Start DATA IN THIS EXERCISE
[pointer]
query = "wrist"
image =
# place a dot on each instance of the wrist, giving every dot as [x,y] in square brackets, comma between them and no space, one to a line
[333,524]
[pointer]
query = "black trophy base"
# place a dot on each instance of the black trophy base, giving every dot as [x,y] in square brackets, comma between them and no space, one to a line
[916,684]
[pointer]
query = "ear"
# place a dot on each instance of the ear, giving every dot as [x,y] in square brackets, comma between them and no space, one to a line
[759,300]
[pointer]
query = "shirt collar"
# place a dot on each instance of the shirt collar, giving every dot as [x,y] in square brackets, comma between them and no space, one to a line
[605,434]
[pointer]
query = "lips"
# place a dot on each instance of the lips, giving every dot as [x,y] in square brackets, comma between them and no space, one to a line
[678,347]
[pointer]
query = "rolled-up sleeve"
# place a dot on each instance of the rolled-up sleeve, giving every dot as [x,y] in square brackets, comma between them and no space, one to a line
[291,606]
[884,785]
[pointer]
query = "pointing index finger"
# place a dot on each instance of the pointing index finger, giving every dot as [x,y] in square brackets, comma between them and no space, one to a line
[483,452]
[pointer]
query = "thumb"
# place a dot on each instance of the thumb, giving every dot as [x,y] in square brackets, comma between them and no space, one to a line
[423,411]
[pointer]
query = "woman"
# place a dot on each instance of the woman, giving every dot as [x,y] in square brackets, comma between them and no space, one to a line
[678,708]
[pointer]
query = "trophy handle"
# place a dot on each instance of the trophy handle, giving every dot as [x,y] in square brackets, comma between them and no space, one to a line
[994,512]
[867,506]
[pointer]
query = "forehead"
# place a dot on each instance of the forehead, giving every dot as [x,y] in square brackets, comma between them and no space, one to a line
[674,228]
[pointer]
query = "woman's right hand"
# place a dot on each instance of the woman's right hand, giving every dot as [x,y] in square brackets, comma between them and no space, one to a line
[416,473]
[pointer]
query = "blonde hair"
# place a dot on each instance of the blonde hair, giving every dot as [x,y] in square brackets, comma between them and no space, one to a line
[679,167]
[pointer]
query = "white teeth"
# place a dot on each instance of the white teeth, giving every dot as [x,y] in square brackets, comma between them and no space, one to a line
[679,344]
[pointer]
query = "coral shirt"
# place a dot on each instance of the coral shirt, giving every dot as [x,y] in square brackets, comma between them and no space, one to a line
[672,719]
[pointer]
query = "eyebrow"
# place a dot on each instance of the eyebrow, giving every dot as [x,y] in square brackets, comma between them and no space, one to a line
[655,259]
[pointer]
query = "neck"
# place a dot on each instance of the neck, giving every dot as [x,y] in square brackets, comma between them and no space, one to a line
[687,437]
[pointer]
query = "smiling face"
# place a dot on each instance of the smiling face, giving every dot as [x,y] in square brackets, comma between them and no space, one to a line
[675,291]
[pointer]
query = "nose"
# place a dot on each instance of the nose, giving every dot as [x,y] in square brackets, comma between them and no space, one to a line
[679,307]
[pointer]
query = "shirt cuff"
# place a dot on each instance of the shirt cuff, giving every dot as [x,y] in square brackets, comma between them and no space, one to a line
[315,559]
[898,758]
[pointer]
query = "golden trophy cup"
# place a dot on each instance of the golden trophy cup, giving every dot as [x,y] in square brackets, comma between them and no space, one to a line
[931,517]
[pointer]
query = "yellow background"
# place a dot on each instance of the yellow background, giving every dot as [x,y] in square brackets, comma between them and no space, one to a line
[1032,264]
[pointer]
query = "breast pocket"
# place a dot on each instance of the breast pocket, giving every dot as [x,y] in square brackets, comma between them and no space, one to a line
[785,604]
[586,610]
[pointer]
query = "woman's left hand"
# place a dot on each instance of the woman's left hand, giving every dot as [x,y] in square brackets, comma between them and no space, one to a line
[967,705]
End DATA IN THIS EXERCISE
REQUEST:
Write out the full set of records exactly as given.

SOLUTION TO THIS PROBLEM:
[pointer]
query = "wrist"
image =
# place a dot on each instance of the wrist, giving every dot as [x,y] in square brackets, comma between them and no space, one to a line
[333,524]
[pointer]
query = "black trophy base"
# place a dot on each instance of the black trophy base, giving every dot as [x,y] in square brackets, comma between them and no space, one to a line
[916,684]
[pointer]
query = "ear"
# place a dot on each instance of the ear, giving every dot as [x,y] in square brackets, comma between them and no space, one to a line
[759,300]
[pointer]
query = "shirt collar"
# place a dot on each instance of the shirt collar, giving every dot as [x,y] in square brackets, comma between them and no space, one to a line
[605,434]
[pointer]
query = "lips"
# place a dot on each instance of the lips, giving every dot as [x,y] in square brackets, comma between them and no space, one to a line
[678,347]
[pointer]
query = "rolled-up sleeve"
# place a dot on each instance of the rolled-up sleeve, giving every dot as [x,y] in square brackets, comma between them and no space, one to a line
[291,606]
[884,785]
[pointer]
query = "pointing index finger"
# place a dot on each instance of the pointing index finger, giving every dot as [x,y] in square brackets, comma between them and no space, one to a line
[483,452]
[pointer]
query = "thumb"
# place a dot on each instance of the thumb, giving every dot as [x,y] in square brackets, comma between them and no space, one to a line
[423,411]
[pointer]
query = "woman"
# place a dot on each instance of the woman, giving every dot as [x,y] in square brackets, comma between them and no space, one to a line
[678,708]
[pointer]
query = "trophy handle"
# place a dot on each instance of the trophy handle, giving every dot as [x,y] in square brackets, comma between them and no space, one to a line
[994,512]
[867,506]
[pointer]
query = "forehead"
# place a dot on each instance of the forehead, giving every dot as [x,y] in square brackets, comma between them and no space, one to a line
[674,228]
[pointer]
query = "woman's right hand"
# place a dot on each instance of the woman's right hand, giving every dot as [x,y] in square brackets, comma between them and no space, one to a line
[416,473]
[pointer]
query = "blonde hair"
# place a dot on each instance of the blonde hair, giving every dot as [x,y] in square brackets, comma between them and no space, one to a line
[679,167]
[pointer]
query = "white teeth"
# place a dot on each instance of the white teeth, giving every dot as [x,y] in square brackets, comma between them and no space, one to a line
[679,344]
[pointer]
query = "coral shirt"
# place a dot on each instance of the coral shirt, giving every dot as [x,y] in square brackets, comma between them and no space, one to a line
[672,719]
[pointer]
query = "eyebrow"
# place a dot on each instance of the eyebrow, giving every dot as [x,y] in square brackets, comma between them and no space, one to a line
[655,259]
[pointer]
query = "neck"
# place a dot on each instance of the neck, giving every dot as [x,y] in square brackets, comma between them and no space, one to a line
[687,437]
[pointer]
query = "smiling face"
# place a dot on each instance of the smiling face, giving every dot as [x,y] in square brackets, comma between them and no space, one to a line
[675,291]
[pointer]
query = "nose"
# place a dot on each instance of the nose, giving every dot as [x,y] in square brackets, comma between them and no space, one to a line
[679,307]
[pointer]
query = "shirt cuff"
# place a dot on each instance of the shirt cuff, giving every dot as [x,y] in square brackets, comma between them and no space, one to a line
[315,559]
[898,758]
[pointer]
query = "golden trophy cup"
# place a dot on each instance of the golden trophy cup, giving every dot as [x,y] in square brackets, comma between them and no space, one to a line
[931,517]
[pointer]
query = "yellow background"
# place a dot on each instance of the yellow background, giving every dot as [x,y] in square brackets, comma between them and no space, one to a line
[1032,264]
[pointer]
query = "breast pocket"
# place a dot on each instance of the breast pocket, giving every dot as [x,y] in square brackets, comma between them and no space, one to a line
[785,604]
[586,610]
[pointer]
query = "woman's left hand"
# place a dot on each instance of the woman's left hand, giving every dot as [x,y] in square brackets, comma between them and no space, one to a line
[967,705]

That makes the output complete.